● Data provided
########
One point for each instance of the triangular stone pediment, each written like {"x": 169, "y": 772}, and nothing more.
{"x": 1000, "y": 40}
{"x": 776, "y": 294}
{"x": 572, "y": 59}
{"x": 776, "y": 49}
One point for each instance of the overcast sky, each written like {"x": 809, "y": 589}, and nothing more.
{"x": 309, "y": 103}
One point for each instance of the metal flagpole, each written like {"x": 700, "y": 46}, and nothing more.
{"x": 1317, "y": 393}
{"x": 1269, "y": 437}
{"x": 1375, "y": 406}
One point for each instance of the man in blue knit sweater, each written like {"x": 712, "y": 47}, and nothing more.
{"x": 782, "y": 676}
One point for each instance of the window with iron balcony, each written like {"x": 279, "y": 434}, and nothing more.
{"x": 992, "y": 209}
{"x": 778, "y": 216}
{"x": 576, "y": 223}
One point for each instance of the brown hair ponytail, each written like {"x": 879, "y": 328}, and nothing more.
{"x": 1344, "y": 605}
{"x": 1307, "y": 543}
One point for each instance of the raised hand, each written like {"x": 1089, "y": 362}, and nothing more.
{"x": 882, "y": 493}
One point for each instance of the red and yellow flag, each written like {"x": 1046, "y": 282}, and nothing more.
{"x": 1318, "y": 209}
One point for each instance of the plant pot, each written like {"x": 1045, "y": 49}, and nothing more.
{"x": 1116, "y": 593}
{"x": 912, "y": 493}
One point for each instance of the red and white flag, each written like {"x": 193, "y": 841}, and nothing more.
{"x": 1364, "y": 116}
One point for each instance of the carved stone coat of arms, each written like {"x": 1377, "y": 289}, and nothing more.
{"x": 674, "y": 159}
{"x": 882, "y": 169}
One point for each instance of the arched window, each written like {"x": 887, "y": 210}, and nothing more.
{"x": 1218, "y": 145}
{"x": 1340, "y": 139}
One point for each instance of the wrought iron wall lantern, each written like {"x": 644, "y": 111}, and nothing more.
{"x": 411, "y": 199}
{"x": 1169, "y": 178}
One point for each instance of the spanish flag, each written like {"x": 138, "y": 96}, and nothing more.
########
● Task prompt
Each entry given above is to be duplicated exactly.

● Answer space
One point for each instance of the triangular stone pediment, each written like {"x": 169, "y": 772}, and nothing more.
{"x": 1000, "y": 40}
{"x": 776, "y": 294}
{"x": 572, "y": 59}
{"x": 776, "y": 49}
One point for each instance of the overcast sky, each written like {"x": 809, "y": 589}, and nothing more.
{"x": 309, "y": 103}
One point for each instance of the metal flagpole, each written like {"x": 700, "y": 46}, and nothing more.
{"x": 1317, "y": 393}
{"x": 1269, "y": 437}
{"x": 1375, "y": 406}
One point for each instance of the man in blue knit sweater, each written like {"x": 712, "y": 47}, and nothing more.
{"x": 782, "y": 676}
One point for each instance of the window with iron balcony, each written like {"x": 279, "y": 434}, and nothing more.
{"x": 992, "y": 209}
{"x": 778, "y": 216}
{"x": 576, "y": 223}
One point for each instance of the brown hair ponytail, each written like {"x": 879, "y": 328}, and nothing more.
{"x": 1344, "y": 605}
{"x": 1307, "y": 543}
One point for each instance of the raised hand, each written like {"x": 1089, "y": 362}, and nothing more.
{"x": 882, "y": 493}
One point for each instance of the red and yellow flag, each written like {"x": 1046, "y": 282}, and nothing more.
{"x": 1318, "y": 209}
One point for each instance of the plant pot, each written like {"x": 1045, "y": 49}, and nothing more.
{"x": 1116, "y": 593}
{"x": 912, "y": 493}
One point for each instance of the red and white flag, each written like {"x": 193, "y": 841}, and nothing more.
{"x": 1364, "y": 116}
One point for each instance of the carved stone coat of arms, each written like {"x": 1377, "y": 289}, and nothing more.
{"x": 674, "y": 159}
{"x": 882, "y": 169}
One point for each instance of the arched window, each written like {"x": 887, "y": 210}, and nothing more.
{"x": 1218, "y": 145}
{"x": 1340, "y": 139}
One point for each instance of the wrought iron wall lantern, each written like {"x": 644, "y": 111}, and nothing more.
{"x": 411, "y": 199}
{"x": 1169, "y": 178}
One point for each instance of the spanish flag, each written like {"x": 138, "y": 96}, and nothing more.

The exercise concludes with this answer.